┌─ Supplied records

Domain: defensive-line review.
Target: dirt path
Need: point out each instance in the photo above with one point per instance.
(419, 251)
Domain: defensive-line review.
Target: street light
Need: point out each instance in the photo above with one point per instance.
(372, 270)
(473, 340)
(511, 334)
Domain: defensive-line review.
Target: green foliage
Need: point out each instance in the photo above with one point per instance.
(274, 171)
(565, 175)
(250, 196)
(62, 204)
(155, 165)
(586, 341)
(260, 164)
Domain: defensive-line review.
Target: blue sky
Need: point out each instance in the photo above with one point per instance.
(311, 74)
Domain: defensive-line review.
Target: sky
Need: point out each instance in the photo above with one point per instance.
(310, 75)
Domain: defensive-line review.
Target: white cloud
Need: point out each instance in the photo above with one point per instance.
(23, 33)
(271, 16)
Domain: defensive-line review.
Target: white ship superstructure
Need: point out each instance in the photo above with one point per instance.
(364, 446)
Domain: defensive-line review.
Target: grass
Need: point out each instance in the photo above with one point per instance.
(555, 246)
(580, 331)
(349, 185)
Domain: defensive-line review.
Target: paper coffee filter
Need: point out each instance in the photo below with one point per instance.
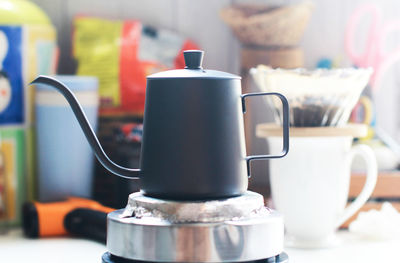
(322, 97)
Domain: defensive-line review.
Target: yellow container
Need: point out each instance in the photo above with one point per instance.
(27, 48)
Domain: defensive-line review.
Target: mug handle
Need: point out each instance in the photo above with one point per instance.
(285, 109)
(372, 174)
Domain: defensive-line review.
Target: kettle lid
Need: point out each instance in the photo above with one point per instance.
(193, 69)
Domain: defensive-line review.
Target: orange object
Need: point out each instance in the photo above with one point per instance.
(47, 219)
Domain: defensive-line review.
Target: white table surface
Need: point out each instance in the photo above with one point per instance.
(354, 249)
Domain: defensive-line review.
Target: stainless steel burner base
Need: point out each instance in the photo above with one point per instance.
(159, 237)
(108, 258)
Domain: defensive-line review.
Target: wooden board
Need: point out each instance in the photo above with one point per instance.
(387, 185)
(368, 206)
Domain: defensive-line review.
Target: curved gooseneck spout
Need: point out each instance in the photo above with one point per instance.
(87, 129)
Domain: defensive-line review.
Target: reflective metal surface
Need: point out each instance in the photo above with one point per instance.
(108, 258)
(154, 238)
(249, 204)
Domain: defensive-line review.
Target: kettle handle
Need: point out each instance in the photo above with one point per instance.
(87, 129)
(285, 107)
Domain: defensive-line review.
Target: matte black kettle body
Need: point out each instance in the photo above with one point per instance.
(193, 144)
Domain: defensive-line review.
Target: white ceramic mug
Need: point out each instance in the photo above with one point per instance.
(310, 186)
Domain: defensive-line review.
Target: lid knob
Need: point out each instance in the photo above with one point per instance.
(193, 59)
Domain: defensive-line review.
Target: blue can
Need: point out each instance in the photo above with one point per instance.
(65, 160)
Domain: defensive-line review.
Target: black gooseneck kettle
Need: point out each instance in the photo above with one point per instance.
(193, 144)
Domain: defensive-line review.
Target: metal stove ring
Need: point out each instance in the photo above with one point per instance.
(158, 240)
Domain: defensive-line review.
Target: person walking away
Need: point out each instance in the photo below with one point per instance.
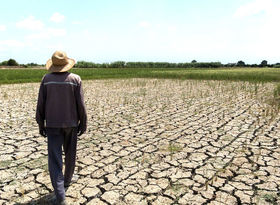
(61, 116)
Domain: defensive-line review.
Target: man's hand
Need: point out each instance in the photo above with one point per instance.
(42, 130)
(80, 131)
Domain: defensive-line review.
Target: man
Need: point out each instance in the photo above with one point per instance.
(61, 116)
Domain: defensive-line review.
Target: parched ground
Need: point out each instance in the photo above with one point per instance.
(151, 141)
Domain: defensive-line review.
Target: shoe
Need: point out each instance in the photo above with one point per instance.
(54, 201)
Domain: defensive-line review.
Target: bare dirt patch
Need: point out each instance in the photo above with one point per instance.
(150, 142)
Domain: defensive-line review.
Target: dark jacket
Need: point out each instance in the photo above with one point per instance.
(61, 101)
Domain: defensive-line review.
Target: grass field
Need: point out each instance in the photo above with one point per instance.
(150, 141)
(8, 76)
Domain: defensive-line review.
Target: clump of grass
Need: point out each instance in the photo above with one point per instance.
(276, 96)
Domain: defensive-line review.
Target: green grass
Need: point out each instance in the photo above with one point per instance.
(8, 76)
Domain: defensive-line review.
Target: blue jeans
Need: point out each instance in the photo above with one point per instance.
(58, 138)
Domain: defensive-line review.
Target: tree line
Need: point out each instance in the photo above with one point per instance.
(123, 64)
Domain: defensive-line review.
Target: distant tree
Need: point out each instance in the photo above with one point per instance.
(263, 63)
(4, 63)
(276, 65)
(12, 62)
(240, 64)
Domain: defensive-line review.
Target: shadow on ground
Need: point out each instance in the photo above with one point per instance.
(44, 200)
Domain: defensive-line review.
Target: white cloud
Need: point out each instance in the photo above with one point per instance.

└─

▶ **The problem**: Quote the records above exactly, leaving out any pictures.

▶ **Finished exercise**:
Domain: defensive-line review.
Target: dirt path
Need: point out each instance in the photo above with one point per instance.
(419, 251)
Domain: defensive-line review.
Target: street light
Need: point out each instance in the photo above with one point per instance.
(372, 270)
(473, 340)
(511, 334)
Domain: defensive-line review.
Target: green foliage
Need: point out each instance in the photo above with one point per instance.
(274, 171)
(565, 175)
(250, 196)
(62, 204)
(155, 165)
(586, 341)
(260, 164)
Domain: defensive-line review.
Target: blue sky
Need: point out each instance in the photo above with one point per instance.
(311, 74)
Domain: defensive-line review.
Target: sky
Need: point out each instance in the photo above with one point per instance.
(310, 75)
Domain: defensive-line review.
Target: white cloud
Need: point out each instance in the photo above with one point per instance.
(23, 33)
(271, 16)
Domain: defensive-line review.
Target: white ship superstructure
Need: point out each instance in the photo above with one point per instance.
(364, 446)
Domain: defensive-line review.
Target: grass
Need: point out each instance in the photo above with one point per instance.
(555, 246)
(580, 331)
(349, 185)
Domain: defensive-line review.
Target: paper coffee filter
Need: point out each instance in the photo below with one point per instance.
(322, 97)
Domain: defensive-line review.
Target: yellow container
Need: point out each instance in the photo above with one point per instance.
(27, 48)
Domain: defensive-line review.
Target: mug handle
Need: point out each instance in the photo above with one point per instance.
(285, 109)
(372, 174)
Domain: defensive-line review.
Target: kettle lid
Need: point out each instance in the photo above with one point per instance.
(193, 69)
Domain: defensive-line review.
Target: orange object
Need: point out each instance in the photo above with one point per instance.
(47, 219)
Domain: defensive-line review.
Target: white table surface
Need: point out each instance in the photo above with one point per instance.
(354, 249)
Domain: defensive-line review.
Target: stainless steel burner base
Need: point out each instance in the photo above with one point per instance.
(159, 237)
(108, 258)
Domain: defensive-line review.
Target: wooden board
Need: point out each instance in the photo above with one point per instance.
(387, 185)
(368, 206)
Domain: defensive-line review.
Target: curved gooseneck spout
Need: point out each instance in the photo above with one point per instance.
(87, 129)
Domain: defensive-line review.
Target: reflective metal surface
Need: point out each instance in the photo above with one point per instance.
(108, 258)
(154, 238)
(249, 204)
Domain: defensive-line review.
Target: kettle handle
Need: point out each instance in the photo above with one point per instance.
(87, 129)
(285, 107)
Domain: defensive-line review.
Target: matte black kettle body
Need: point out each instance in the photo above with one point per instance.
(193, 144)
Domain: defensive-line review.
Target: white ceramic mug
Need: point out each instance in the photo above with one point per instance.
(310, 186)
Domain: defensive-line review.
Target: lid knob
Need: point out each instance in the photo above with one point per instance.
(193, 59)
Domain: defensive-line review.
Target: blue can
Need: point out each instance in the photo above with one point per instance.
(65, 160)
Domain: defensive-line review.
Target: black gooseneck kettle
Need: point out each instance in the photo above with one point per instance.
(193, 144)
Domain: defensive-line review.
Target: metal stove ring
Need: point out each instance in the photo above with one point per instance.
(158, 240)
Domain: defensive-line review.
Target: person walking away
Need: point out each instance in the photo below with one point per instance.
(61, 116)
Domain: defensive-line review.
Target: man's hand
Need: point out each instance in the photo above with one point per instance.
(42, 130)
(80, 131)
Domain: defensive-line review.
Target: man
Need: point out each instance in the photo above with one point per instance.
(61, 116)
Domain: defensive-line review.
Target: parched ground
Need: point out each instance in the photo above with one point per instance.
(151, 141)
Domain: defensive-line review.
Target: shoe
Need: point out each instance in the photo above with one point per instance.
(54, 201)
Domain: defensive-line review.
Target: bare dirt patch
Need: point out each instance in the photo above with one point per instance.
(150, 142)
Domain: defensive-line review.
Target: dark jacket
Need: point out each instance in the photo above with one point per instance.
(61, 101)
Domain: defensive-line review.
Target: grass field
Need: point out each instance in the photo above with one point per instance.
(150, 141)
(8, 76)
Domain: defensive-line review.
Target: clump of grass
Need: point out each instance in the photo above with one point per instance.
(276, 96)
Domain: defensive-line review.
Target: green grass
Need: point out each instance in the photo above with one point per instance.
(8, 76)
Domain: defensive-line review.
Target: blue jeans
Need: point out each instance in the photo above with one point per instance.
(58, 138)
Domain: defensive-line review.
Target: tree line
Need: point out each instance in the photo above with one point per instance.
(123, 64)
Domain: defensive-line review.
Target: distant tree
Need: point out each instance in the photo above with one point per instance.
(263, 63)
(4, 63)
(276, 65)
(12, 62)
(240, 64)
Domain: defensive-line review.
Target: shadow on ground
Need: point out each instance in the photo above with one point per instance.
(44, 200)
Domain: defensive-line review.
Target: white cloud
Need: point out each instance in the photo above with one point per instance.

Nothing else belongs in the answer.